Pode ser, porque eu sempre priorizo a qualidade do jogador. Mas se eles puderem se adaptar, melhor. As variações, as alternativas, são constantes. Por exemplo, sempre digo aos meus quatro jogadores de frente que na hora de atacar não precisam seguir severamente a posição. Eles têm uma função, mas podem trocar de posição para conseguir envolver a defesa adversária. Ocorre que, quando passarem de atacantes a defensores, eles terão que ter a perfeita noção de onde vão encaixar. O Allione pode aparecer como centroavante, mas o Cristaldo terá que voltar pelo lado. Os quatro homens de frente têm muita liberdade de movimentação. Do Japão você tem pouco material, mas no Botafogo, no Santos e agora no Palmeiras, eu sempre dou muita flexibilidade aos meus homens de frente para fazer essas mudanças.
Foi pensando nessa troca de posições que você pediu a contratação do Rafael Marques?

[Dados extraídos de uma coleção]
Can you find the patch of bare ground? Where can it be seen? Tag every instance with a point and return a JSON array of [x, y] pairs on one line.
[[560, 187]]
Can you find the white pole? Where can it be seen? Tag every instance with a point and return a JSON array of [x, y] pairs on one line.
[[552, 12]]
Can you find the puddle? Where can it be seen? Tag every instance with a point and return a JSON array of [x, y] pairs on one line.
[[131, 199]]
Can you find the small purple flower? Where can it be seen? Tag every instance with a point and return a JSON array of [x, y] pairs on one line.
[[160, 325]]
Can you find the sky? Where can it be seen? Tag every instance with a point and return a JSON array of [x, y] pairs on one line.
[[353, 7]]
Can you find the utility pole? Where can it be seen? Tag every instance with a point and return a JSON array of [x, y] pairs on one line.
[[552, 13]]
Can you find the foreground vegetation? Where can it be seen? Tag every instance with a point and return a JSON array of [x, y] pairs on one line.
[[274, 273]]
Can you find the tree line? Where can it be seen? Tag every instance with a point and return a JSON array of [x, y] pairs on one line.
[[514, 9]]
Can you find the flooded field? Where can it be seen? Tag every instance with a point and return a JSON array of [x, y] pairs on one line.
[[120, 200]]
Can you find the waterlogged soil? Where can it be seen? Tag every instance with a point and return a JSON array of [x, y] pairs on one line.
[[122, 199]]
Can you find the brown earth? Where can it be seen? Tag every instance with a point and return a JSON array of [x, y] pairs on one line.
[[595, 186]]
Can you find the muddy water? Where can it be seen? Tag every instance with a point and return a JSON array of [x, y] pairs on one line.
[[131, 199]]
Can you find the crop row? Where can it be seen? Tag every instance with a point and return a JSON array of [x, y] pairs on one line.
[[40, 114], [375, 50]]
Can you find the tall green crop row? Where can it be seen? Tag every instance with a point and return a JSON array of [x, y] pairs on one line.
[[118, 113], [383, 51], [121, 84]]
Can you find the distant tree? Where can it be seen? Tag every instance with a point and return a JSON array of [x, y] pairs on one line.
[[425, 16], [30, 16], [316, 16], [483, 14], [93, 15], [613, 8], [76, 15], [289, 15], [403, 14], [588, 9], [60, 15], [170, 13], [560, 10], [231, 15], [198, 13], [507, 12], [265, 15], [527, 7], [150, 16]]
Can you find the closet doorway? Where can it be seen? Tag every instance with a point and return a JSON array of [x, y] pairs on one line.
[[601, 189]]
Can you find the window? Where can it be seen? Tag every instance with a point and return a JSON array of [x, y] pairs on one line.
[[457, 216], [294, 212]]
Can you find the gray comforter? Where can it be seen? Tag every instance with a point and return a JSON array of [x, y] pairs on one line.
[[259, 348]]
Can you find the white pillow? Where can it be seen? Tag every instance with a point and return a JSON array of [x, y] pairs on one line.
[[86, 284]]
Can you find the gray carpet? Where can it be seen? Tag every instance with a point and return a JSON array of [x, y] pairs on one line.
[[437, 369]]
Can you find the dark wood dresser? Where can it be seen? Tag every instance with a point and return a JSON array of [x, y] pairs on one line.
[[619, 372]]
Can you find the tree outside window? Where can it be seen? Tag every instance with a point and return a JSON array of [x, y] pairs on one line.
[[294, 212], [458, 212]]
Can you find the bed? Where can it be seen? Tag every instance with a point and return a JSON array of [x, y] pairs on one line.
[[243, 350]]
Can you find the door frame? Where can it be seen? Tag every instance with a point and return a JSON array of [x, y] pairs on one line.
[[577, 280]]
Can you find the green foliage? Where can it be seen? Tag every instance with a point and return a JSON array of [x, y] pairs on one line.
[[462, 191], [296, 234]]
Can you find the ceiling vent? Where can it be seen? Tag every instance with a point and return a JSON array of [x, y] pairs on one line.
--
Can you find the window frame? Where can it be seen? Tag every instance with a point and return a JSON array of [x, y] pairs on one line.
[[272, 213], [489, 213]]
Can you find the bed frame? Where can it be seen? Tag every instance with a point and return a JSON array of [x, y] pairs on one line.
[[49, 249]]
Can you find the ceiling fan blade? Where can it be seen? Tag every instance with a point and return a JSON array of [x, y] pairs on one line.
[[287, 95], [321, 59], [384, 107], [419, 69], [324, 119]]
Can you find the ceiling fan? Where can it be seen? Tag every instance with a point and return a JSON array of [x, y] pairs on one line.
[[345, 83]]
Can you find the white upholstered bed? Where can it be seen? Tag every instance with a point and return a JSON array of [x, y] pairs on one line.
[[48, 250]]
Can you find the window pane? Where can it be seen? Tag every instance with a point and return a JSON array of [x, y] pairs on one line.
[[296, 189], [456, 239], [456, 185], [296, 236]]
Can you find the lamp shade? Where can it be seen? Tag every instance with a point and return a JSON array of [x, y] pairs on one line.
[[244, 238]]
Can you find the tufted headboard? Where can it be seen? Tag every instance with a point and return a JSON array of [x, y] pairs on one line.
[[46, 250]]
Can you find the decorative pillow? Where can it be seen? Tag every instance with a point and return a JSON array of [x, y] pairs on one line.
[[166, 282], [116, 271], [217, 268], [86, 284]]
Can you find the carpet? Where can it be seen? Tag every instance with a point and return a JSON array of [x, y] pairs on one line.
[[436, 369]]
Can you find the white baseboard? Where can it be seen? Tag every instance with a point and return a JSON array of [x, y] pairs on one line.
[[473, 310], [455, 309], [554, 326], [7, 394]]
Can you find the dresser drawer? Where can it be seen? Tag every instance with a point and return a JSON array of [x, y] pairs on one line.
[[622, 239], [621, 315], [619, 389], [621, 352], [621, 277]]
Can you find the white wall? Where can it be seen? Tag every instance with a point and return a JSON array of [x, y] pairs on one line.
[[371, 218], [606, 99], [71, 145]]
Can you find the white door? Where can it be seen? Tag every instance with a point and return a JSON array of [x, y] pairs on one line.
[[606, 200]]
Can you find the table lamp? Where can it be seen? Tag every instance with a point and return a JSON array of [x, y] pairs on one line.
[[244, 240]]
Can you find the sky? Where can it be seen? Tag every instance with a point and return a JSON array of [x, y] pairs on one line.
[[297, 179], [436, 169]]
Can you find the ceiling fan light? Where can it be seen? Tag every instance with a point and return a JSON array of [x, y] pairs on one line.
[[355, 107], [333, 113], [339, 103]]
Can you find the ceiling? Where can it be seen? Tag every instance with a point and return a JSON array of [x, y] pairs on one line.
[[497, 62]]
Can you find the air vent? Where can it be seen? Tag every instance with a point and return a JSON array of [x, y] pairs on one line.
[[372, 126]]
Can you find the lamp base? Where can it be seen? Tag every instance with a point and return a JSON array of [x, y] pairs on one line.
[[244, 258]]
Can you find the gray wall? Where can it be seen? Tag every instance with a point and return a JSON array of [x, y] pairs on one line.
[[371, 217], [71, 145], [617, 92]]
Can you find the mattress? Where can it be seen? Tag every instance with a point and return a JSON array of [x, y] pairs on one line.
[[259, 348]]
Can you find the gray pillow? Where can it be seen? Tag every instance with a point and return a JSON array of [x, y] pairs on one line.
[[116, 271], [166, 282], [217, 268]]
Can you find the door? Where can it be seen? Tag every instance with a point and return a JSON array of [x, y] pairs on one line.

### ENUNCIADO 1
Transcreva o trecho do texto de origem que começa em "Pode ser, porque" e termina em "fazer essas mudanças.".
### ENUNCIADO 2
Responda com base no texto de origem:
(a) Quantos são os jogadores de frente que não precisam seguir severamente a posição na hora de atacar?
(b) Em quais clubes os homens de frente recebem muita flexibilidade para fazer essas mudanças?
(c) De quem é a contratação mencionada na pergunta final?

### RESPOSTA CORRETA 1
Pode ser, porque eu sempre priorizo a qualidade do jogador. Mas se eles puderem se adaptar, melhor. As variações, as alternativas, são constantes. Por exemplo, sempre digo aos meus quatro jogadores de frente que na hora de atacar não precisam seguir severamente a posição. Eles têm uma função, mas podem trocar de posição para conseguir envolver a defesa adversária. Ocorre que, quando passarem de atacantes a defensores, eles terão que ter a perfeita noção de onde vão encaixar. O Allione pode aparecer como centroavante, mas o Cristaldo terá que voltar pelo lado. Os quatro homens de frente têm muita liberdade de movimentação. Do Japão você tem pouco material, mas no Botafogo, no Santos e agora no Palmeiras, eu sempre dou muita flexibilidade aos meus homens de frente para fazer essas mudanças.

### RESPOSTA CORRETA 2
(a) Quatro.
(b) No Botafogo, no Santos e no Palmeiras.
(c) Do Rafael Marques.